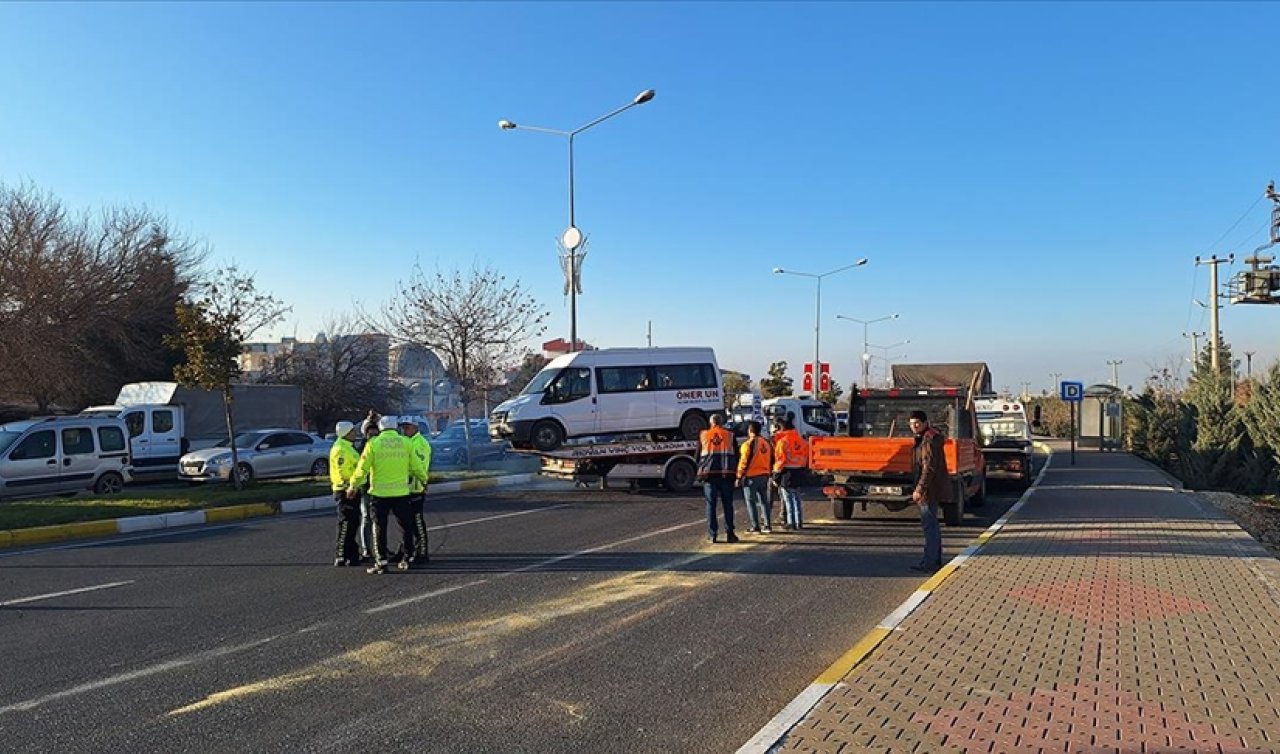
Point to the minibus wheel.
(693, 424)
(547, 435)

==

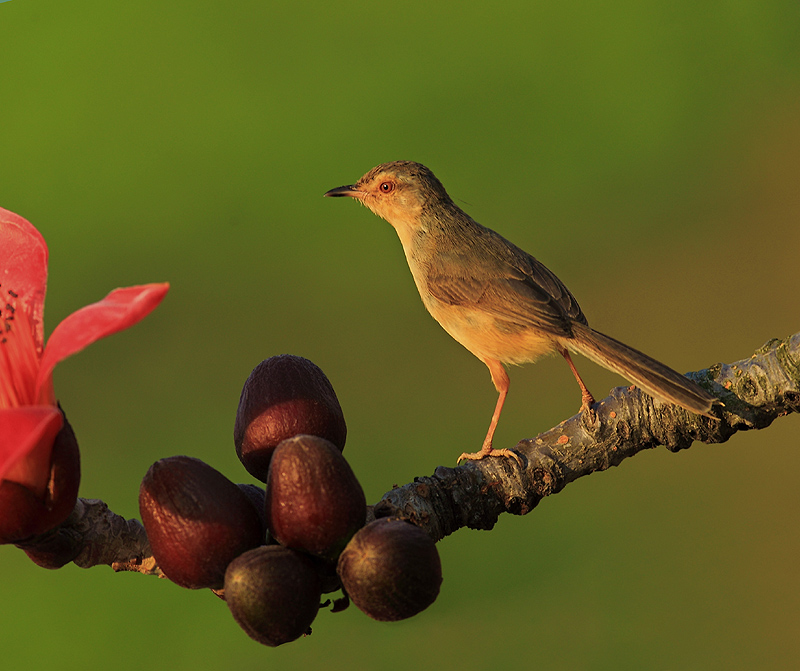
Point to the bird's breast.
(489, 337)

**WHAT YOU NEED TO DO:** Pick out every row above that contains the word "Point", and copy each of those rows in full.

**CORRECT OUTPUT:**
Point to the minibus wheel.
Point to the bird's breast.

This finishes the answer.